## Begin

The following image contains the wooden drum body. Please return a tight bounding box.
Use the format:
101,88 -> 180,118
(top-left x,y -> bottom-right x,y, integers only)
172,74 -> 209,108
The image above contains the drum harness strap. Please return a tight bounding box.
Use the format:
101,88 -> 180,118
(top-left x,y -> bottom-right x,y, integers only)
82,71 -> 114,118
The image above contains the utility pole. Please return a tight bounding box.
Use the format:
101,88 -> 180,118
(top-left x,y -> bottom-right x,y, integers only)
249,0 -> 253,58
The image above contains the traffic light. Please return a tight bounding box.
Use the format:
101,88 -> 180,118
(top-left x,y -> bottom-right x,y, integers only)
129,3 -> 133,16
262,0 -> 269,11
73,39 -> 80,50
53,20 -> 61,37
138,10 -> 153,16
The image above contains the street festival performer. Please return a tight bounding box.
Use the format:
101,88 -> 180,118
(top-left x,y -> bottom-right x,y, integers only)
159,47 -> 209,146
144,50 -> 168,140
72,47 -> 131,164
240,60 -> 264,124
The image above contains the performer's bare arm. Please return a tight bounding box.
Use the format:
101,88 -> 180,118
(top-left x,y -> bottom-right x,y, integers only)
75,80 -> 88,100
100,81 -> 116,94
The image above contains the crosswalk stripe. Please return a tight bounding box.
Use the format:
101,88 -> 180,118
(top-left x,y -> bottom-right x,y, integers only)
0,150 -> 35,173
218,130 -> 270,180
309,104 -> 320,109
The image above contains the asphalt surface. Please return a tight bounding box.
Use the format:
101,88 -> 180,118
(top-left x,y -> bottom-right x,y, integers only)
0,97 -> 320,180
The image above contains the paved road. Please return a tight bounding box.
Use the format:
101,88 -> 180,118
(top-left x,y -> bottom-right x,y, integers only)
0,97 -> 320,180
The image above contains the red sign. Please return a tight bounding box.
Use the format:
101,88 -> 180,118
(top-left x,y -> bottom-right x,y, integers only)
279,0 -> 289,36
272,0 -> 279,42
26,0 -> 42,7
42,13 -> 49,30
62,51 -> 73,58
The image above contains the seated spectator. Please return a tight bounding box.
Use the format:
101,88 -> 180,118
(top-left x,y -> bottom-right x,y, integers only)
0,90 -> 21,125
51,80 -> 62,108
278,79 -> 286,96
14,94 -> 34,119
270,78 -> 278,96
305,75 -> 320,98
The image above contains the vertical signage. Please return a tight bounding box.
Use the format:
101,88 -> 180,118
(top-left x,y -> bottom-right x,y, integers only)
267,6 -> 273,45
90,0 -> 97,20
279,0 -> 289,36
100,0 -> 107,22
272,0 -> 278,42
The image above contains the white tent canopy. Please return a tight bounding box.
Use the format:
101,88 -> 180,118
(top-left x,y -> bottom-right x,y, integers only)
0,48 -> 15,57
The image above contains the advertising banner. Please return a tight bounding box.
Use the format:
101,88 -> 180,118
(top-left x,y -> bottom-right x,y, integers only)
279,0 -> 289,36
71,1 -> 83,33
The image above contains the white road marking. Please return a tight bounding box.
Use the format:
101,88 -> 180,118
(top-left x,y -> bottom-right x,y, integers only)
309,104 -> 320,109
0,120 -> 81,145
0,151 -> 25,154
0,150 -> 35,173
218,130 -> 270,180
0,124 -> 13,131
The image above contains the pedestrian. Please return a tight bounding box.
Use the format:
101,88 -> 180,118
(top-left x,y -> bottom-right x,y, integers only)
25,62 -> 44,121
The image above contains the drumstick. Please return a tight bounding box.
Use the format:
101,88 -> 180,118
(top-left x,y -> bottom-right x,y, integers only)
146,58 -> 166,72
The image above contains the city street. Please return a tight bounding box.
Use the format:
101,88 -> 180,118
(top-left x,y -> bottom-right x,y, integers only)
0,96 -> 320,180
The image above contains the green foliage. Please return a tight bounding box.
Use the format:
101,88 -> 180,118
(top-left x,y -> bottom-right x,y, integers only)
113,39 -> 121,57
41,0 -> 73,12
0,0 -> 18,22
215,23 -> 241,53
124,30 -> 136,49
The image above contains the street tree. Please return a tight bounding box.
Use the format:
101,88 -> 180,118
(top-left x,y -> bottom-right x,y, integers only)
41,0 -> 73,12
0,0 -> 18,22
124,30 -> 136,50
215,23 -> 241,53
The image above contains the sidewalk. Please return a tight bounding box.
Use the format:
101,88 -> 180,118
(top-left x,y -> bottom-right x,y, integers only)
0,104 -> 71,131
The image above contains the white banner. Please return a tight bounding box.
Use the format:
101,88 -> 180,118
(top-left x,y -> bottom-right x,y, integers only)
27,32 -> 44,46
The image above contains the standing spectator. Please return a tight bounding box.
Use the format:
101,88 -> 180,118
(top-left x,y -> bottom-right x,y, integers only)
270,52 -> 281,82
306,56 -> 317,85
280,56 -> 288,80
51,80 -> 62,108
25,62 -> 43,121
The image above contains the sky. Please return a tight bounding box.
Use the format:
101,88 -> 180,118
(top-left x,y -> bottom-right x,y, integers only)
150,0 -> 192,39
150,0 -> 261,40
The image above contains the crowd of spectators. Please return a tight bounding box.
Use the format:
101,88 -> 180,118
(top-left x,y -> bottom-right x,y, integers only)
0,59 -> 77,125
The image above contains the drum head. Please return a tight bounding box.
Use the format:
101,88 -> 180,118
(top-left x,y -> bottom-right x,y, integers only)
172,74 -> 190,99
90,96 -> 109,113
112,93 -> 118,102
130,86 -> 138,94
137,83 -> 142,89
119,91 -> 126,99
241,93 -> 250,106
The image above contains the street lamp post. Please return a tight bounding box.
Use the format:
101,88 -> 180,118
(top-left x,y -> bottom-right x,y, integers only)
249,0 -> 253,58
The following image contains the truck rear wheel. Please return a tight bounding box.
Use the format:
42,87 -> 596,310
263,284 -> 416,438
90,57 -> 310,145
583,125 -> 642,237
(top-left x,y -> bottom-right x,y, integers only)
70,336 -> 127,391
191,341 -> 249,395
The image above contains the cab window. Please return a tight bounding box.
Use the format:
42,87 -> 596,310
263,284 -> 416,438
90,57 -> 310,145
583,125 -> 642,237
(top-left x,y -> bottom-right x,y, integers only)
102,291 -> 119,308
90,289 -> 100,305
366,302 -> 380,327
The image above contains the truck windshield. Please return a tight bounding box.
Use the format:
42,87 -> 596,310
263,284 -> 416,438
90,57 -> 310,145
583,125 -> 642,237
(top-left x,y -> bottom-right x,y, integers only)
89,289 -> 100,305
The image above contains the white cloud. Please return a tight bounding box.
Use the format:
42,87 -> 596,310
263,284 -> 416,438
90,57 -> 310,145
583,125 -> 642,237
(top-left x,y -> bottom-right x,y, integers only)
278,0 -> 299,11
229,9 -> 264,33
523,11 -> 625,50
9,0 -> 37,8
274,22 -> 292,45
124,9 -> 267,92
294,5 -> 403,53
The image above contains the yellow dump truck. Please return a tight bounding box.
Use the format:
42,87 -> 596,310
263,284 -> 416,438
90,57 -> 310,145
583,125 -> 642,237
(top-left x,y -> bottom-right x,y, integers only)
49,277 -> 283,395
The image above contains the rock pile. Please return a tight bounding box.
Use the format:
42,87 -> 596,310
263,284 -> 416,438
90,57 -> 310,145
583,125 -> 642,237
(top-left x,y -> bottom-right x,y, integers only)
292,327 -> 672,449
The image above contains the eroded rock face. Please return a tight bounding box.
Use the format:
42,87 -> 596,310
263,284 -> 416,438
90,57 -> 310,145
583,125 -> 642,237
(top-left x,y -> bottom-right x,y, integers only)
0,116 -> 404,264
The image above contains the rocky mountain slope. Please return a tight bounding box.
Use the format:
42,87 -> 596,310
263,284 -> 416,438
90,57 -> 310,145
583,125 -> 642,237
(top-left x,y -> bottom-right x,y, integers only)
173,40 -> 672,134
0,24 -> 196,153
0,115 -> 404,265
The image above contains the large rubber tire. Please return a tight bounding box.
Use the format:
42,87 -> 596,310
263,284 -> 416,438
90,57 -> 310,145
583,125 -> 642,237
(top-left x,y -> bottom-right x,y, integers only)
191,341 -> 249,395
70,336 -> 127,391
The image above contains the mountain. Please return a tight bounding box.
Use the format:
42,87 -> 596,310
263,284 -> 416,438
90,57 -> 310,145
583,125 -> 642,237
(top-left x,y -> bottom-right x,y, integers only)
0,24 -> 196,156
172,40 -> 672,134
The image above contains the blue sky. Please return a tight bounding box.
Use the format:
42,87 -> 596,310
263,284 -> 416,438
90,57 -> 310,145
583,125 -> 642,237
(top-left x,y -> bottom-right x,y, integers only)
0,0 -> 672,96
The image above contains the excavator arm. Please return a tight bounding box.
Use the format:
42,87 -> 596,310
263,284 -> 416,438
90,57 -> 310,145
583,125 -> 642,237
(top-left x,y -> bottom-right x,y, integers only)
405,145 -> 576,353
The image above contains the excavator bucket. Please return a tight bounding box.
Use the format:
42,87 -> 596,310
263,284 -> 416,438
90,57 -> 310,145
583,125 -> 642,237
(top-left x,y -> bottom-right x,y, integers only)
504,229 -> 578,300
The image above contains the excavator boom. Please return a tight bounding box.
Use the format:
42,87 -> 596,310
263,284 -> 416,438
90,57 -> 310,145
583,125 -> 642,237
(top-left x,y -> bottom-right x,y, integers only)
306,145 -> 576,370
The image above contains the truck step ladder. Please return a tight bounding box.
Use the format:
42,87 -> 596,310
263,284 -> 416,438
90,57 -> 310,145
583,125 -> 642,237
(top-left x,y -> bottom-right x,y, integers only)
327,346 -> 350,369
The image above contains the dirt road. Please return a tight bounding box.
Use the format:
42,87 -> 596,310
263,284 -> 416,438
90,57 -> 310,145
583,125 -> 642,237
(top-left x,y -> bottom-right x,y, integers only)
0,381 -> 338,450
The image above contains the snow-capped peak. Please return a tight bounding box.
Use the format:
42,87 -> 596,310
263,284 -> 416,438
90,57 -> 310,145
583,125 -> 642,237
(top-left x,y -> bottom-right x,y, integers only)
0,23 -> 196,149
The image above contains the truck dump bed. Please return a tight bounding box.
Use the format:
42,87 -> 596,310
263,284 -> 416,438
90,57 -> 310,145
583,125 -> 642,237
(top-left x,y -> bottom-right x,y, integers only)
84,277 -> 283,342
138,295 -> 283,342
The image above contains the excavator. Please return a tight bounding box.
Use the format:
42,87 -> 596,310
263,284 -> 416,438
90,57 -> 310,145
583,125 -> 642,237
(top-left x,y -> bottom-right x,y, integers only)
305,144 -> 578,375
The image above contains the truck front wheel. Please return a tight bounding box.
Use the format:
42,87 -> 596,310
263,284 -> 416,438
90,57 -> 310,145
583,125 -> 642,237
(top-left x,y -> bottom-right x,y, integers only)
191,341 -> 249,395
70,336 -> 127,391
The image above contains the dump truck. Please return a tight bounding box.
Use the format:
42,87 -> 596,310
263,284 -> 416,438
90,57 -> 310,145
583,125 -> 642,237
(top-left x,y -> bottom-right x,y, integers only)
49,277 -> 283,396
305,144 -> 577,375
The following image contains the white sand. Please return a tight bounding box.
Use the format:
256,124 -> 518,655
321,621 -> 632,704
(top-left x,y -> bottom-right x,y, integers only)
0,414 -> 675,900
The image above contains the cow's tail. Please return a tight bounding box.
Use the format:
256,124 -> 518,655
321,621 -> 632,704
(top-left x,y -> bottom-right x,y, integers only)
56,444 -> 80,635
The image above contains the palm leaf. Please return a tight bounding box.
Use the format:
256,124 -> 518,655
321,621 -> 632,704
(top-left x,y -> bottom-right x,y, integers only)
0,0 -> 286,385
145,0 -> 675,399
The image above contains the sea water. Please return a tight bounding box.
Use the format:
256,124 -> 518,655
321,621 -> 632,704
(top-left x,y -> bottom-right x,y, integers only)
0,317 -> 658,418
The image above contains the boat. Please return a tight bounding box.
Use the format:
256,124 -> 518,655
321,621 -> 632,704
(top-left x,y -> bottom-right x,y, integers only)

## End

▶ **Work to be completed**:
Express the lines as a JSON list of strings, one string per line and no blank lines, starting with the line that contains "The image above contains the seated" and going on through the line that contains "0,96 -> 320,180".

▶ **Reply**:
[
  "The image above contains the seated spectator. Please return a tight bounding box.",
  "Use the format:",
  "101,88 -> 180,118",
  "(top-left x,y -> bottom-right x,y, integers only)",
  "0,90 -> 21,125",
  "51,80 -> 62,108",
  "278,79 -> 286,96",
  "14,94 -> 34,119",
  "270,78 -> 278,96",
  "305,75 -> 320,98",
  "The image above contains the vertical signage. Please return a tight bounding box.",
  "Use the format:",
  "101,88 -> 180,118",
  "(top-left x,y -> bottom-right x,y, integers only)",
  "267,6 -> 273,45",
  "90,0 -> 97,20",
  "279,0 -> 289,36",
  "100,0 -> 107,22",
  "272,0 -> 278,42",
  "The image above contains the white tent canopy. Please return a tight bounding box.",
  "Use the format:",
  "101,88 -> 180,118",
  "(top-left x,y -> bottom-right x,y, integers only)",
  "0,48 -> 15,57",
  "The image above contains the advertising banner. Please return a tight bounding box.",
  "Use the format:",
  "101,88 -> 180,118",
  "(top-left x,y -> bottom-right x,y, integers only)",
  "279,0 -> 289,36",
  "71,1 -> 83,33",
  "The image above contains the white road marking. Please return a tight bounding box.",
  "Use the format:",
  "101,88 -> 180,118",
  "(top-left x,y -> bottom-right x,y, integers only)",
  "309,104 -> 320,109",
  "0,120 -> 81,145",
  "0,151 -> 25,154",
  "0,150 -> 35,173",
  "218,130 -> 270,180",
  "0,124 -> 13,131",
  "The image above contains the pedestrian. Please return a tight bounding box.",
  "Use the format:",
  "101,88 -> 180,118",
  "(top-left x,y -> bottom-right x,y, integers only)",
  "25,62 -> 44,121",
  "The image above contains the drumstick. Please return a tight bounding box.",
  "Use the format:",
  "101,88 -> 180,118",
  "(top-left x,y -> bottom-right x,y, integers only)",
  "146,58 -> 166,72",
  "The image above contains the city street. Please return a tight bounding box.",
  "Use the format:",
  "101,88 -> 180,118",
  "(top-left x,y -> bottom-right x,y, integers only)",
  "0,96 -> 320,180"
]